Generally, there is a pattern to the response numbers. The protocol defines the specific set of responses that can be sent as answers to any given command. However programs that don't want to analyze them in detail can just look at the first digit. In general, responses that begin with a 2 indicate success. Those that begin with 3 indicate that some further action is needed, as shown above. 4 and 5 indicate errors. 4 is a ``temporary'' error, such as a disk filling. The message should be saved, and tried again later. 5 is a permanent error, such as a non-existent recipient. The message should be returned to the sender with an error message.
(For more details about the protocols mentioned in this section, see RFC's 821/822 for mail, RFC 959 for file transfer, and RFC's 854/855 for remote logins. For the well-known port numbers, see the current edition of Assigned Numbers, and possibly RFC 814.)

◆ ◆ ◆ ◆

Assignment A –
In the passage on protocol response numbers, what should be done with a message when the response begins with a 5?
Assignment B –
Copy the stretch of the response-number passage from "(For more details" through "possibly RFC 814.)".

◆ ◆ ◆ ◆

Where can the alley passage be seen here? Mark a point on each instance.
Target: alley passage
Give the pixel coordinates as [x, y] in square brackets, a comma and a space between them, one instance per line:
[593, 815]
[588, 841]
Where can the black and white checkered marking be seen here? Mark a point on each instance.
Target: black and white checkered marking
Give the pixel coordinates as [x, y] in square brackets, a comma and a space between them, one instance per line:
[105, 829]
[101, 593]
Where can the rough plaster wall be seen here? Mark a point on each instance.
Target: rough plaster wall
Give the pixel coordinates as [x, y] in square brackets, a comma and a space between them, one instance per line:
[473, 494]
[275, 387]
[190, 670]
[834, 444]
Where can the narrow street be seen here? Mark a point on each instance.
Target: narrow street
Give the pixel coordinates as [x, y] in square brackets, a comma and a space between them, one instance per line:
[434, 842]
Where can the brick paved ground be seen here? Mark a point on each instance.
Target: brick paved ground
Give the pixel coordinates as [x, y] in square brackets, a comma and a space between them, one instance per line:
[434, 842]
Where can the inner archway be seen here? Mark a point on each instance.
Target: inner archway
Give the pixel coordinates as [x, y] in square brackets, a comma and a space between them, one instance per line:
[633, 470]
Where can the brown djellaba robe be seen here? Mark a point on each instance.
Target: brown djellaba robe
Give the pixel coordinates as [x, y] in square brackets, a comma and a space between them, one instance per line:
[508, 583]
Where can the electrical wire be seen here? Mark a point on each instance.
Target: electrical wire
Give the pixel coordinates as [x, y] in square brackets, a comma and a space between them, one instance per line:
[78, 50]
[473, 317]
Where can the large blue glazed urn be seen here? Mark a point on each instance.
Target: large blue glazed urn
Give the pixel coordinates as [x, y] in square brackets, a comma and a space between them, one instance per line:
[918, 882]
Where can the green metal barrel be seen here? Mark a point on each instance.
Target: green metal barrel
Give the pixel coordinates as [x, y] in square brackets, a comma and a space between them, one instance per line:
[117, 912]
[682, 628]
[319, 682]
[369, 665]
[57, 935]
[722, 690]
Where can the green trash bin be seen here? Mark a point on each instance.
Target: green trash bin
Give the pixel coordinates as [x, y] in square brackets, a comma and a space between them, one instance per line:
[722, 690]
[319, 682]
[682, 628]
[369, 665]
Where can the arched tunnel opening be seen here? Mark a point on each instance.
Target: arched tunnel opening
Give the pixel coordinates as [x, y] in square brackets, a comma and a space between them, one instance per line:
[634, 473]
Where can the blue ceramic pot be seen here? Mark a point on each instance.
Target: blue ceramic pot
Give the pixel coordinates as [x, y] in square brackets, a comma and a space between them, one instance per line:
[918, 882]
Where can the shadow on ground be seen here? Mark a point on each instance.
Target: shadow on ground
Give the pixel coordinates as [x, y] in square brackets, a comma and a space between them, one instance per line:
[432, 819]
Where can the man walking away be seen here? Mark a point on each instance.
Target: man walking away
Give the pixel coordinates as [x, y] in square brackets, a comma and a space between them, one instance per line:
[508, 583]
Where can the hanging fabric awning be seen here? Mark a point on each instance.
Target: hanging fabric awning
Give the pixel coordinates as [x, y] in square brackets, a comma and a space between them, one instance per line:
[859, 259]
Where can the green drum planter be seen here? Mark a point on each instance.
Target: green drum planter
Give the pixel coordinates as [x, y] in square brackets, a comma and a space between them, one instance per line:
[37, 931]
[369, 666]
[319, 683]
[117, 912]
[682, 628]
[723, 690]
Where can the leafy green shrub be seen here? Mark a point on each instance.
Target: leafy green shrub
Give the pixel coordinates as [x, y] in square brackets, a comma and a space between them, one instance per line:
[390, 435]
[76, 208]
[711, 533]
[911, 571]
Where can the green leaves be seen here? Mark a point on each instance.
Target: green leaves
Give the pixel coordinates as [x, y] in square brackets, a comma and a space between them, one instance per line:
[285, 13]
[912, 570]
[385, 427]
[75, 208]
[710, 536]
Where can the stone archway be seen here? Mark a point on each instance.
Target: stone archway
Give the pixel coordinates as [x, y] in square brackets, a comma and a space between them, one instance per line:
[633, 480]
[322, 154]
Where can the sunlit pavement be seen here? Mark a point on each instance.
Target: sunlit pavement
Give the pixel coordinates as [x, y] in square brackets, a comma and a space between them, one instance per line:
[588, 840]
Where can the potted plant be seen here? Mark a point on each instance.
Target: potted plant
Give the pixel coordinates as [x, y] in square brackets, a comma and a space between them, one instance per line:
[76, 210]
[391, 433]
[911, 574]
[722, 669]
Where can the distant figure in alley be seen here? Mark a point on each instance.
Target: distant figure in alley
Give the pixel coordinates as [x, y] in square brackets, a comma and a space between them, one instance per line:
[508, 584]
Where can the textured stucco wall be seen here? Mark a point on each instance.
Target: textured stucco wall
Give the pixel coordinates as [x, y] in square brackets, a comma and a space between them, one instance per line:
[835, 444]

◆ ◆ ◆ ◆

Task answer A –
The message should be returned to the sender with an error message.

Task answer B –
(For more details about the protocols mentioned in this section, see RFC's 821/822 for mail, RFC 959 for file transfer, and RFC's 854/855 for remote logins. For the well-known port numbers, see the current edition of Assigned Numbers, and possibly RFC 814.)